> **Written exercise**
Extract every line of the items below that contains the word "figure". Case matters.
━━━━━ Material provided ━━━━━
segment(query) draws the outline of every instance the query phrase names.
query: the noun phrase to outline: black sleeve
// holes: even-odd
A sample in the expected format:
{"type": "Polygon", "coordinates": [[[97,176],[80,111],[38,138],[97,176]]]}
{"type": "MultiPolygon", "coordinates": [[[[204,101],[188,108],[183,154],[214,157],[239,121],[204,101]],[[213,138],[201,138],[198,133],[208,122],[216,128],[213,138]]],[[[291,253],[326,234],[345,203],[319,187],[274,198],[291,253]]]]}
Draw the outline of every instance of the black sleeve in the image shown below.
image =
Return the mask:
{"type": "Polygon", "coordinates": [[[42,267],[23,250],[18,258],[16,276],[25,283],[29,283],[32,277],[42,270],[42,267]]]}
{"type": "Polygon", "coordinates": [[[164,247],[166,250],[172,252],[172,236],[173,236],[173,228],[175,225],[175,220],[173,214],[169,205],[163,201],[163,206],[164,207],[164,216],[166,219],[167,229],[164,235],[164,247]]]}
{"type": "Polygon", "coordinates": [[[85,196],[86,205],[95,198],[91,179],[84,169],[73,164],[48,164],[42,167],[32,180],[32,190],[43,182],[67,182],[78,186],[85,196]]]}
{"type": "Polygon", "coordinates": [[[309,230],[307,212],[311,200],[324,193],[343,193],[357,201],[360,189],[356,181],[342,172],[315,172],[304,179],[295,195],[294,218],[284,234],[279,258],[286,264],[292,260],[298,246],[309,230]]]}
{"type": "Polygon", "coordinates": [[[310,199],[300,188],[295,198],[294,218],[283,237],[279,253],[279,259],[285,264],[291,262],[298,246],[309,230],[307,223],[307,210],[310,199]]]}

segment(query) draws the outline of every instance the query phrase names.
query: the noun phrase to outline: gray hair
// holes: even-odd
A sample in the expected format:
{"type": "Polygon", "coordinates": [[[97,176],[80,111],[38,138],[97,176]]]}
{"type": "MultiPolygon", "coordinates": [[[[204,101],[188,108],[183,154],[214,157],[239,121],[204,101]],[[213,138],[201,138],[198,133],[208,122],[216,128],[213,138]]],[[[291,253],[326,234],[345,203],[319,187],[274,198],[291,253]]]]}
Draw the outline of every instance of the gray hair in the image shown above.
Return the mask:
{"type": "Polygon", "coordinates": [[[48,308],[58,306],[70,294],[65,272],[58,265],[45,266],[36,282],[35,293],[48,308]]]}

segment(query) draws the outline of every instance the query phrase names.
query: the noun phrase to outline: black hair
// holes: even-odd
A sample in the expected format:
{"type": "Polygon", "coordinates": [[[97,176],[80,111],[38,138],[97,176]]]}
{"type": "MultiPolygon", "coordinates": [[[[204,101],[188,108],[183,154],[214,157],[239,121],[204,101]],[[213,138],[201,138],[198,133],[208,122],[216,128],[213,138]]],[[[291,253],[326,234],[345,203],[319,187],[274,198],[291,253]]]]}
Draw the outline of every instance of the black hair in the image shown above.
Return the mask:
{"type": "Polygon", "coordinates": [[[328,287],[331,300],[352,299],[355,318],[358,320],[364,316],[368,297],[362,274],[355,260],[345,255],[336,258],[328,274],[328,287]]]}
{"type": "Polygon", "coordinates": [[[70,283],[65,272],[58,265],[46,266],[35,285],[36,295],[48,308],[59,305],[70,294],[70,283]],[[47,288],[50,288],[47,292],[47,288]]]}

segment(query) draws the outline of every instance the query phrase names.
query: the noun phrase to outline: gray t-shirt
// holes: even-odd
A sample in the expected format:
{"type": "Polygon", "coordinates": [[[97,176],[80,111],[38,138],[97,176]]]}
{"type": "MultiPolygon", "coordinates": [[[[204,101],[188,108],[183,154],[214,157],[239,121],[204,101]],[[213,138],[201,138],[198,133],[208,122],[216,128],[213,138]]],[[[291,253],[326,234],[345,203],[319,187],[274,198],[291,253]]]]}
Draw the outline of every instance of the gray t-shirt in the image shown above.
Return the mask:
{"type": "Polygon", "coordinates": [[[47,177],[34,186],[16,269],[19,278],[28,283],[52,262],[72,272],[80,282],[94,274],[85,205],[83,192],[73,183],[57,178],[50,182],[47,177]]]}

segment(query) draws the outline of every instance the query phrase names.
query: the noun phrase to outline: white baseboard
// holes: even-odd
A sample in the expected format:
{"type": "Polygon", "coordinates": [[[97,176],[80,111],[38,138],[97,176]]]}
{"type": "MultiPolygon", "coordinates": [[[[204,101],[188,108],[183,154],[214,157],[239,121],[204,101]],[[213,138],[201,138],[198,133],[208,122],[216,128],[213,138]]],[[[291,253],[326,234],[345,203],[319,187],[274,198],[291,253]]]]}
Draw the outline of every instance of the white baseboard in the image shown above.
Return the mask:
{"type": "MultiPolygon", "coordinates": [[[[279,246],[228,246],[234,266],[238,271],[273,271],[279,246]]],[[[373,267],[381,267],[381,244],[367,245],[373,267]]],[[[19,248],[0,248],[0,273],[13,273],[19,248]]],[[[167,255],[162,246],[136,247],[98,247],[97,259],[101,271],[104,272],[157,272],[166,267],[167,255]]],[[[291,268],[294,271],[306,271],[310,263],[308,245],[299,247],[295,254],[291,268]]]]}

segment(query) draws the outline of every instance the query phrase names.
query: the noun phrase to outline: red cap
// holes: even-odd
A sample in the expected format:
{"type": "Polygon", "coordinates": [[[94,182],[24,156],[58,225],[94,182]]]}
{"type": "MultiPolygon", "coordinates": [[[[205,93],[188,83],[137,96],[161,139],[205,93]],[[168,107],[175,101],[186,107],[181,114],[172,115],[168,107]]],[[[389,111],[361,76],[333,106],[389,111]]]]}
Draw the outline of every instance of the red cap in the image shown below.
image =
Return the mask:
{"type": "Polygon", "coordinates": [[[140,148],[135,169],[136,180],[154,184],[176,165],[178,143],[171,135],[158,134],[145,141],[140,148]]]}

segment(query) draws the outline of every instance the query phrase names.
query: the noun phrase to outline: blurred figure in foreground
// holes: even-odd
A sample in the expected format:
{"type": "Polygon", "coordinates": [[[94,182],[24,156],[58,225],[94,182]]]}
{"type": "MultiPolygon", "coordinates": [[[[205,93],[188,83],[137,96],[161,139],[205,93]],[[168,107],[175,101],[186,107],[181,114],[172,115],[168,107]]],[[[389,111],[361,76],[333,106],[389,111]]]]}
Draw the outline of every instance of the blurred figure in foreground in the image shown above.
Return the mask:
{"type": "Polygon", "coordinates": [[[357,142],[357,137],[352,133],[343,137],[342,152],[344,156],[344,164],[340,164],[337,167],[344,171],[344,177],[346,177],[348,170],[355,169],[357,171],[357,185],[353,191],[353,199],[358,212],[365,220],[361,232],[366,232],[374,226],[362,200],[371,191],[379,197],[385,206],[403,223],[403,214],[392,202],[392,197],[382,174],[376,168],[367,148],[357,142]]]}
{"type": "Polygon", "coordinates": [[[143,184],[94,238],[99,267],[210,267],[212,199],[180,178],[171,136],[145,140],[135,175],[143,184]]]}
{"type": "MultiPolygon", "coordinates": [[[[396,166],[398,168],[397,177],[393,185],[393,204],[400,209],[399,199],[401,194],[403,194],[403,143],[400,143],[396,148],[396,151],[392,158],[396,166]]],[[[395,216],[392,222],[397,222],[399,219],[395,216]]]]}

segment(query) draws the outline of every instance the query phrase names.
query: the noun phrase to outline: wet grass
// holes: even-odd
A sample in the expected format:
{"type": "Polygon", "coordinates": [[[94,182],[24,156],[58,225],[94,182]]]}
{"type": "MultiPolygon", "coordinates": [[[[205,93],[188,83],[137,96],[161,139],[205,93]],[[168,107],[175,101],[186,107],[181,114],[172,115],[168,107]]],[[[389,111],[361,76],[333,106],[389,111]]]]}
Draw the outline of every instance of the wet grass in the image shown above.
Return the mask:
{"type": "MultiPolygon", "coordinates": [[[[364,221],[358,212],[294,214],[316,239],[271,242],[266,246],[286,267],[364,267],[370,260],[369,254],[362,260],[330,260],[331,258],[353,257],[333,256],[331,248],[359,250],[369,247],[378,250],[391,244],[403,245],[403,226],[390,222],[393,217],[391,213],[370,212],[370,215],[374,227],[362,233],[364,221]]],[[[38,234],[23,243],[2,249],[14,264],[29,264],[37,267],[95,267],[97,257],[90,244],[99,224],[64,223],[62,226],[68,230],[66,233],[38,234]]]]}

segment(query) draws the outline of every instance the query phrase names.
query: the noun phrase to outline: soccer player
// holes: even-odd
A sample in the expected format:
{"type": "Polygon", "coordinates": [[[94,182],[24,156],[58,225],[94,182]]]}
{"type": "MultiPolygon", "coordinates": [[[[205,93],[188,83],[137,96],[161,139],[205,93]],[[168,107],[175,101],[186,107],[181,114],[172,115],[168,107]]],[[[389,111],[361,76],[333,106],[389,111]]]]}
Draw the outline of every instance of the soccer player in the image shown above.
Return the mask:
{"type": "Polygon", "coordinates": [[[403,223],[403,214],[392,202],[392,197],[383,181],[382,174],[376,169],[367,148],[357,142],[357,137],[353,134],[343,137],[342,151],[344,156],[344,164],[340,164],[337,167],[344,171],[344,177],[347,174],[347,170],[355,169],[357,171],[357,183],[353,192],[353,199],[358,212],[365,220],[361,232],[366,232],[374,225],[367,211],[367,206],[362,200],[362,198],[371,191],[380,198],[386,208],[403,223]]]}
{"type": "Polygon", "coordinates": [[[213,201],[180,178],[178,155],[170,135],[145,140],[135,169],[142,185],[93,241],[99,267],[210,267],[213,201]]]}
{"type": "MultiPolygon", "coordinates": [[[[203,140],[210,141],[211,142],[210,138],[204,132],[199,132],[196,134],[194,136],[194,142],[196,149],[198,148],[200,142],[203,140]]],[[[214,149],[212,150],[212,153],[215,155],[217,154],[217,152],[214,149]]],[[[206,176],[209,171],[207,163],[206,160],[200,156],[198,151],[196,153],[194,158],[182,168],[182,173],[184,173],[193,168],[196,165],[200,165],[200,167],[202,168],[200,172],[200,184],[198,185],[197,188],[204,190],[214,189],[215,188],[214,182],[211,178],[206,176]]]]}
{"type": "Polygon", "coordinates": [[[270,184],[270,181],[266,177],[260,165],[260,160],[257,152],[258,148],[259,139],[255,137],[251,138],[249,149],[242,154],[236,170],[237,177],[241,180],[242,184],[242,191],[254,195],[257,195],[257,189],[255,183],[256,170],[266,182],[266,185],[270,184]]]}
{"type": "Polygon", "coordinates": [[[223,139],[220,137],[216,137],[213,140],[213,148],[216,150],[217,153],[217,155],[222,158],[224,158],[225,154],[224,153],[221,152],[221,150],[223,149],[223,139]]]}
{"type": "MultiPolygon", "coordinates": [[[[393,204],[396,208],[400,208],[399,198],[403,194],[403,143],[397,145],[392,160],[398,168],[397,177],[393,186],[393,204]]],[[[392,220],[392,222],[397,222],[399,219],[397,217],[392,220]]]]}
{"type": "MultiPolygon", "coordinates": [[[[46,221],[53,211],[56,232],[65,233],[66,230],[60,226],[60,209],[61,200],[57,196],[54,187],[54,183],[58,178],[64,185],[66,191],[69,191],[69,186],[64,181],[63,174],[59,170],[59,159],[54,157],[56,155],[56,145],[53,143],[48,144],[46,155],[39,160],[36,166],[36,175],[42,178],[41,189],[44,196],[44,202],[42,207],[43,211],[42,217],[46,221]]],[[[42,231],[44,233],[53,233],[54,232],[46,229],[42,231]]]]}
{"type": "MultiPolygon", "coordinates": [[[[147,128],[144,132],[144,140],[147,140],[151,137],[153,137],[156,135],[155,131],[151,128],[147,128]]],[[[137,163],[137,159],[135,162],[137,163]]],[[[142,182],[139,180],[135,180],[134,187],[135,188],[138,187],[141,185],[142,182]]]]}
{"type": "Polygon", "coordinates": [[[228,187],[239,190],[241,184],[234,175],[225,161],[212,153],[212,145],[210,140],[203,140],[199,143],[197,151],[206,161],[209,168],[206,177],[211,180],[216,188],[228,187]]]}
━━━━━
> **Exercise output**
query: the noun phrase to outline: blurred figure in foreground
Draw the outline of every instance of the blurred figure in foreground in the image shown above.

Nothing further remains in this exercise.